> **Work required**
Put the lines below into a Markdown table with the columns Row and Line, numbering each row and skipping blank lines. Leave the pictures out of the answer.

> **Given information**
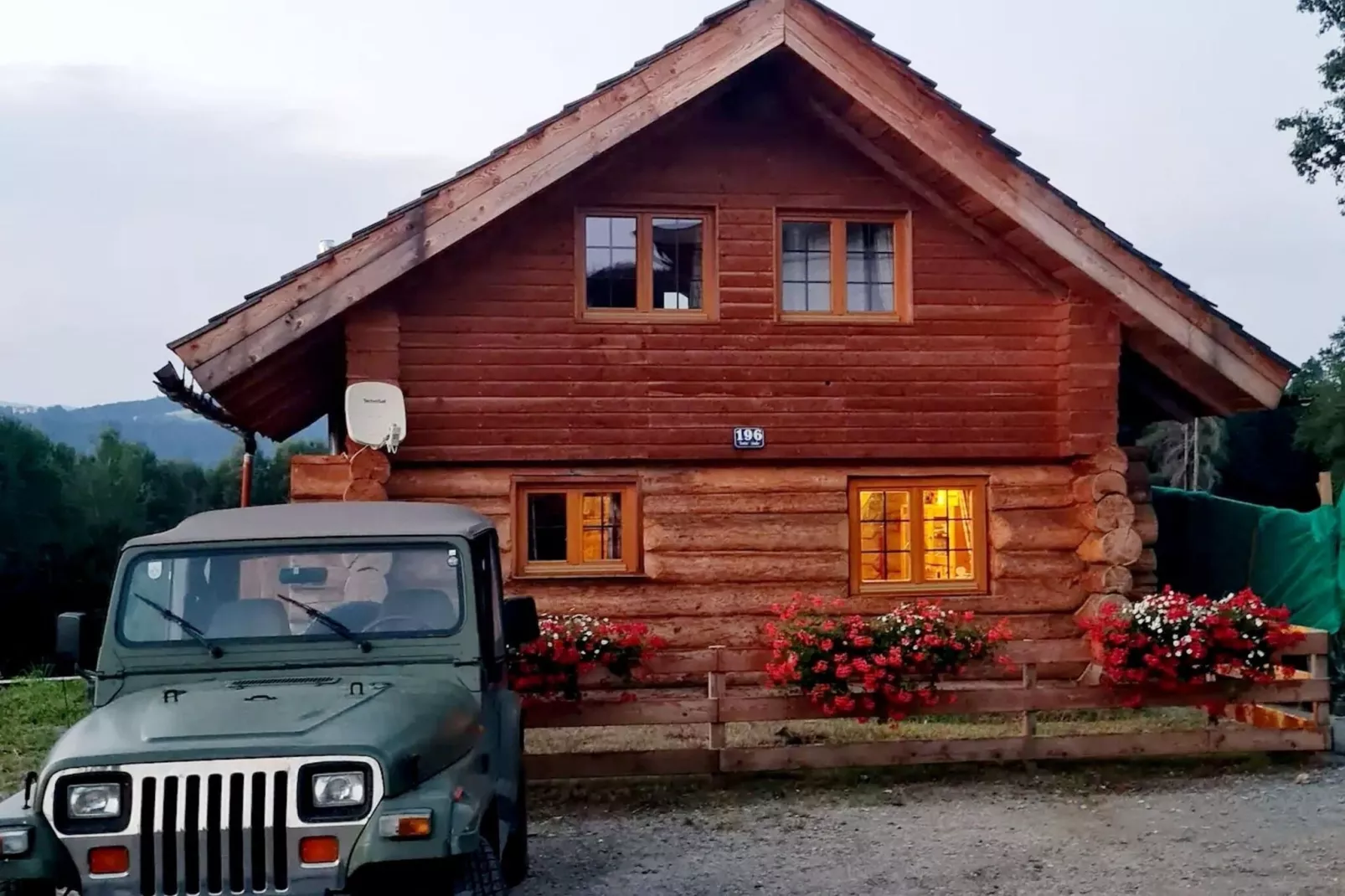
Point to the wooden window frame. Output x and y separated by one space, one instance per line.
903 286
979 537
573 567
645 310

> **Written response**
| Row | Line |
|---|---|
| 1 | Point to the wooden window frame. Output x and y separated by one space, one instance per line. |
| 2 | 903 286 |
| 3 | 979 537 |
| 4 | 573 567 |
| 5 | 645 310 |